Segment Start: Source data

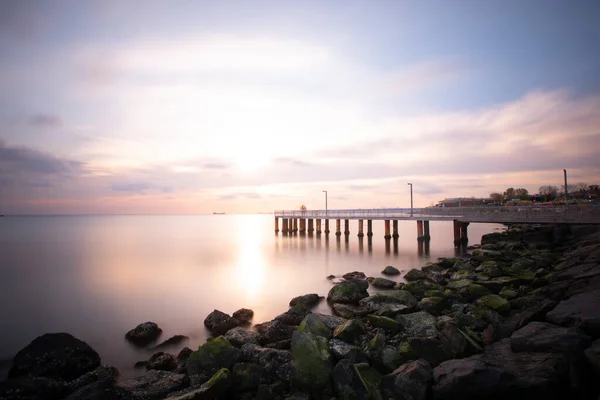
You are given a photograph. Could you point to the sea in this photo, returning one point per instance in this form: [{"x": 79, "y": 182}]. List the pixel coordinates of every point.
[{"x": 97, "y": 277}]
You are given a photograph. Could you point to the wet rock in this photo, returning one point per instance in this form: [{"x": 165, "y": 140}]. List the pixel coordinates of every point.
[
  {"x": 306, "y": 301},
  {"x": 247, "y": 376},
  {"x": 218, "y": 323},
  {"x": 349, "y": 310},
  {"x": 240, "y": 336},
  {"x": 354, "y": 275},
  {"x": 211, "y": 356},
  {"x": 382, "y": 283},
  {"x": 414, "y": 274},
  {"x": 350, "y": 331},
  {"x": 172, "y": 341},
  {"x": 389, "y": 270},
  {"x": 542, "y": 337},
  {"x": 311, "y": 361},
  {"x": 277, "y": 363},
  {"x": 384, "y": 323},
  {"x": 162, "y": 362},
  {"x": 355, "y": 381},
  {"x": 274, "y": 331},
  {"x": 411, "y": 381},
  {"x": 32, "y": 388},
  {"x": 313, "y": 324},
  {"x": 496, "y": 303},
  {"x": 215, "y": 387},
  {"x": 348, "y": 292},
  {"x": 55, "y": 356},
  {"x": 417, "y": 324},
  {"x": 580, "y": 310},
  {"x": 144, "y": 334},
  {"x": 243, "y": 316},
  {"x": 155, "y": 384}
]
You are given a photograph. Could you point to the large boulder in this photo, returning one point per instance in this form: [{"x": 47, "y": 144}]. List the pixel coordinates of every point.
[
  {"x": 240, "y": 336},
  {"x": 155, "y": 385},
  {"x": 218, "y": 323},
  {"x": 56, "y": 356},
  {"x": 144, "y": 334},
  {"x": 311, "y": 361},
  {"x": 411, "y": 381},
  {"x": 419, "y": 324},
  {"x": 580, "y": 310},
  {"x": 348, "y": 292},
  {"x": 212, "y": 356},
  {"x": 306, "y": 301}
]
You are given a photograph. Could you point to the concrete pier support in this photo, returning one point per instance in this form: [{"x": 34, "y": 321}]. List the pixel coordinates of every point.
[
  {"x": 460, "y": 233},
  {"x": 387, "y": 229}
]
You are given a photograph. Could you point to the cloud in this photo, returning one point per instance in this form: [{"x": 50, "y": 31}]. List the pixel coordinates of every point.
[{"x": 45, "y": 121}]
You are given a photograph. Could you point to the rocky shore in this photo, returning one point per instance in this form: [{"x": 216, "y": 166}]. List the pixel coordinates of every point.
[{"x": 517, "y": 318}]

Segment End: Source data

Repeat, exactly as they stand, the line that contains "You are given a photograph. Could you point to the large" and all the lines after it in the data above.

Answer below:
You are given a photograph. Could you point to the large boulder in this photo, returning one point per instance in this form: [{"x": 47, "y": 144}]. List the pixel coordinates of every point.
[
  {"x": 240, "y": 336},
  {"x": 155, "y": 385},
  {"x": 218, "y": 323},
  {"x": 56, "y": 356},
  {"x": 144, "y": 334},
  {"x": 311, "y": 361},
  {"x": 411, "y": 381},
  {"x": 419, "y": 324},
  {"x": 580, "y": 310},
  {"x": 348, "y": 292},
  {"x": 212, "y": 356},
  {"x": 306, "y": 301}
]
You are given a photograph. Could you point to the concrete pier support in this photo, returning one point per instance in this form: [{"x": 34, "y": 321}]. List the pixel coordinates of every point.
[
  {"x": 460, "y": 233},
  {"x": 387, "y": 229}
]
You are given a photograph. Could you point to the cloud in this photo, returning one point per instance in this form: [{"x": 50, "y": 31}]. List the pixel coordinates of every point.
[{"x": 45, "y": 121}]
You are given a photograph. Could you point to the rocky shore in this photo, returning one point per instance in this form: [{"x": 216, "y": 166}]. List the pixel coordinates of every point.
[{"x": 517, "y": 318}]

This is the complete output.